PASSAGE SHOWN:
------------------------

A close comparison of this biography with the translation done by President de Mazenod reveals that the former is one third the volume of the latter. It eschews all the inflated style of the translation and highlights the fact that holiness does not consist in doing extraordinary things, but in carrying out one’s duties well and in exercising all the virtues. In this we see the common sense of the Founder. Sometimes Father Jeancard transcribes word for word a few pages of the translation and sometimes he corrects the style. But in large part, it is an original work as much from the point of view of content as to style.
Once the biography was published, the Founder strove to distribute it to every corner of France. Through the kind offices of the Marquis of Croza, the chargé d’affaires of Sardegna with the Holy See, he offered a richly bound copy to Pope Pius VIII. Along with this gift, he added a letter dated July 22, 1829. (Yenveux, Les saintes Règles, Vol. III, p.208) The biography of Blessed Alphonsus de Liguori “perfectly written and interesting to the utmost.” (Oblate Writings I, Vol. 7, No. 293, p.150) proved very successful in France and was re-issued several times. It made a powerful contribution towards making Blessed Liguori known in France as well as making known his ascetical works and especially his moral theology.
The spread of Blessed Alphonsus’ moral theology in France
Now let us follow the progressive diffusion of alphonsian moral theology in France and let us see how Saint Eugene de Mazenod contributed to this diffusion. First of all, we have to say something about this moral teaching. It draws its inspiration from the basic idea of man as free, but responsible.

------------------------

WORK TASK:
Answer these questions on the passage about the Liguori biography:
(a) How does the biography's volume compare with President de Mazenod's translation?
(b) To which pope did the Founder offer a richly bound copy?
(c) From what basic idea does the moral teaching draw its inspiration?
The entries have no connection to this passage.

------------------------

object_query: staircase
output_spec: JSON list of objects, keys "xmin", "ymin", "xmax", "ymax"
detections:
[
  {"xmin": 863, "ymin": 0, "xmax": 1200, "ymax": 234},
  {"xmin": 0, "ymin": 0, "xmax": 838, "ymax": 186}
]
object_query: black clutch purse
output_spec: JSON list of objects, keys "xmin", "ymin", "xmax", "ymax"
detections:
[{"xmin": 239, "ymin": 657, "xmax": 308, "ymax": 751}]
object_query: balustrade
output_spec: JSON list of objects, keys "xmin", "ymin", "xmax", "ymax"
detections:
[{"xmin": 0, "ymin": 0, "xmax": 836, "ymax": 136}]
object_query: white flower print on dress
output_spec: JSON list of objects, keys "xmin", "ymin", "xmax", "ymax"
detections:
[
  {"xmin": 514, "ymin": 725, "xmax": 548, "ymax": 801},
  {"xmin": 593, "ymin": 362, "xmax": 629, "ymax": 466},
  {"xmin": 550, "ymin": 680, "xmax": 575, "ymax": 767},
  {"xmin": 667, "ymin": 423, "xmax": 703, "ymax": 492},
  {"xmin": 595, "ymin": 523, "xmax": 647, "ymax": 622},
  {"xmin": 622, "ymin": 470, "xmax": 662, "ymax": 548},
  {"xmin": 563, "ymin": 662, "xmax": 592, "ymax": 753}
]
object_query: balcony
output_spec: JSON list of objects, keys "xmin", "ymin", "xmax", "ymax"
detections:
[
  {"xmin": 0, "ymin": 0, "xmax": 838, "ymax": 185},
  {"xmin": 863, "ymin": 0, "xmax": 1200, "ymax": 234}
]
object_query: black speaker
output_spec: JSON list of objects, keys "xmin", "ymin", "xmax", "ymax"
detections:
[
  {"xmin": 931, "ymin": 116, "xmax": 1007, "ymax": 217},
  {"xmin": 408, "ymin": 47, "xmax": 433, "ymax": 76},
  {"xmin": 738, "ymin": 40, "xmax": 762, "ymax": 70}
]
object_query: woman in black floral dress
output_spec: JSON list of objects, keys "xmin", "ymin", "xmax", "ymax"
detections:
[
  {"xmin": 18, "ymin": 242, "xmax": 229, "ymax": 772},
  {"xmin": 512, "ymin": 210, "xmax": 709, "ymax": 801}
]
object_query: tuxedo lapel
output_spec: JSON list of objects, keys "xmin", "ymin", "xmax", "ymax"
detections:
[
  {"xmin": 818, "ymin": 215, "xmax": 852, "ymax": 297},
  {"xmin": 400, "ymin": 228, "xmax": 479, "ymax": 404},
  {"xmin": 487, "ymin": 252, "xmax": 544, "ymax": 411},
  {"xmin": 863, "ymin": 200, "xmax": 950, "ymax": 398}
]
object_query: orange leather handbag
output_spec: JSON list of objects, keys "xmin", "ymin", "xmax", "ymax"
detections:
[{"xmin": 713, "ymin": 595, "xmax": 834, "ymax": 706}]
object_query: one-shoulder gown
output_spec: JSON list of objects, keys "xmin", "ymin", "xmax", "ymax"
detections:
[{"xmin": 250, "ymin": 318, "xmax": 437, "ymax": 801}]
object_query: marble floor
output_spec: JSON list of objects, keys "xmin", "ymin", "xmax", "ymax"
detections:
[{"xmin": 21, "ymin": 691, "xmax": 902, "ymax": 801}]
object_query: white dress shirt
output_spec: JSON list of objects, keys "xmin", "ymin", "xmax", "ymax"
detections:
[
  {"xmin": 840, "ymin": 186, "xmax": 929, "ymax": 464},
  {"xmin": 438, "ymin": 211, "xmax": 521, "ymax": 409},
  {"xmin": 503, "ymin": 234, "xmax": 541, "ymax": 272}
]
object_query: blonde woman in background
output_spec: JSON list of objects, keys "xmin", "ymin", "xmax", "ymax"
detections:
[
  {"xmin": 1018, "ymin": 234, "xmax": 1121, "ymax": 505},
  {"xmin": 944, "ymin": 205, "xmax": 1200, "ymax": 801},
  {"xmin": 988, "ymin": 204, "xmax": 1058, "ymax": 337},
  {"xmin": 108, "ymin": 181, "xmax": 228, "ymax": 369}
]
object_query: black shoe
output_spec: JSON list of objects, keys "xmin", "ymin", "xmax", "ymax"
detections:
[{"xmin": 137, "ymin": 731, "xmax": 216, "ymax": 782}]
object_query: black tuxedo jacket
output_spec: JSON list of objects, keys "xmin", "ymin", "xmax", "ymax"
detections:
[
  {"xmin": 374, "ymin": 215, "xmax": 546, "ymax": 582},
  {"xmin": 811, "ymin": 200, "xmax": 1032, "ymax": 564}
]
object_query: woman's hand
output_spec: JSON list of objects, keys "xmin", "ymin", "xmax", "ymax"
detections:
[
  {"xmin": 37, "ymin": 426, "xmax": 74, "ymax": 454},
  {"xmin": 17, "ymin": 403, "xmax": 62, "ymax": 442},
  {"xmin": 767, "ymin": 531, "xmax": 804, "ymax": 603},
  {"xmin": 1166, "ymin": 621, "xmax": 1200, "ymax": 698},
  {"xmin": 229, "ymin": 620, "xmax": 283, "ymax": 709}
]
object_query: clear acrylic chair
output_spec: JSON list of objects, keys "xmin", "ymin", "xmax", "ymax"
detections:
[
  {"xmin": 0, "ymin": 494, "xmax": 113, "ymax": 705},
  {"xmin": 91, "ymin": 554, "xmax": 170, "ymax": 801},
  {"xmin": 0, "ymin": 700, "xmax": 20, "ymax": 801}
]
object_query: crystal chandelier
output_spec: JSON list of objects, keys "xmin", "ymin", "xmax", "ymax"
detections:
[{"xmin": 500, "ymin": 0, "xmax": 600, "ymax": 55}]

------------------------

TASK RESULT:
(a) It is one third the volume of the translation.
(b) Pope Pius VIII.
(c) The idea of man as free, but responsible.